* **THE REQUEST**
Answer these questions from the passage on children's understanding of death:
(a) By what age do most children begin to form an adult-like understanding of death, according to the majority of research studies?
(b) What habit of the writer's husband prompted a joking threat?
(c) Whom should parents immediately consult if a child has said he or she wants to die?

>> begin DOCUMENT PASSAGE

In my opinion, the best way to approach this situation is first to look at the age and developmental stage of the child. Four-year-olds are in the pre-operational stage of cognitive development, which means that their thinking is concrete rather than abstract. This makes their understanding of the concept of death something temporary, such as going to sleep or departing on a trip. In fact, the majority of research studies have found that not until age seven do most children begin to form an adult-like understanding of the concept of death: namely, that death is universal and irreversible, and that it has various causes. It is therefore critical to acknowledge this difference and not to equate a young child’s perception of death with that of an adult. This allows us to understand why a healthy four-year-old may tell her mother that she wants to kill a friend who has annoyed her. It actually makes perfect sense that she would wish for her friend to temporarily go away so that she could have all the toys to herself or avoid having to deal with her friend’s adverse behaviour.
As well, even though our children may not show it, as parents we know that they are incredible listeners, and what they hear is likely to be repeated. I am the first to confess that I may have in a joking manner threatened to kill my husband for repeatedly using my bath towel. As such, it would hardly surprise me to hear my kids repeating this threat.
Having said that, I would like to make a distinction between the example I have illustrated and a child who is repeatedly threatening to kill someone, including him- or herself. This is especially critical if we are looking at a more cognitively developed older child. There are too many factors to account for here, and, as such, I would highly recommend that if your child has told you he or she wants to die, or you know that he or she is having suicidal thoughts, immediately consult with a your child’s doctor or a mental health professional.

>> end DOCUMENT PASSAGE
>> begin DATASET ROWS

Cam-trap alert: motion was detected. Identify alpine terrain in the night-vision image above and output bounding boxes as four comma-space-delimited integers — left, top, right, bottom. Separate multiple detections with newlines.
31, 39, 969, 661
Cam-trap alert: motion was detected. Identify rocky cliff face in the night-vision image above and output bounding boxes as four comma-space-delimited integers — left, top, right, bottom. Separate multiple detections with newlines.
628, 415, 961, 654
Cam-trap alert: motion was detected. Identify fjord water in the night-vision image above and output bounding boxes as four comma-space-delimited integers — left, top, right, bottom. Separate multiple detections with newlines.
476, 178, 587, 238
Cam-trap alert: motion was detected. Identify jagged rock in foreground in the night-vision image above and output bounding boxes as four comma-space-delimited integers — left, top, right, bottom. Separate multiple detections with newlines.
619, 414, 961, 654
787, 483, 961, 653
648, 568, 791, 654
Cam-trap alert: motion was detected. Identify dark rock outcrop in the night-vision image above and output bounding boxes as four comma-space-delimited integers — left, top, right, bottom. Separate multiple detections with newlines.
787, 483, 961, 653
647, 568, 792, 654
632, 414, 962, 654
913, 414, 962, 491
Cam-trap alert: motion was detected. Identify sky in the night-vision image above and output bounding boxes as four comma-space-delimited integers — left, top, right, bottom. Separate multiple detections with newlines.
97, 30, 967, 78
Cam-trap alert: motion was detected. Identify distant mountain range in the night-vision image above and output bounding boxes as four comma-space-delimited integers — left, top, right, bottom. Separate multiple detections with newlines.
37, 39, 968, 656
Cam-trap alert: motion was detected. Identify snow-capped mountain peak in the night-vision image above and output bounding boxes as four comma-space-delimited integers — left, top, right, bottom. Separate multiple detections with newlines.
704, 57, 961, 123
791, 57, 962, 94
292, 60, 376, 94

>> end DATASET ROWS

* **CORRECT RESULT**
(a) Age seven.
(b) Repeatedly using the writer's bath towel.
(c) The child's doctor or a mental health professional.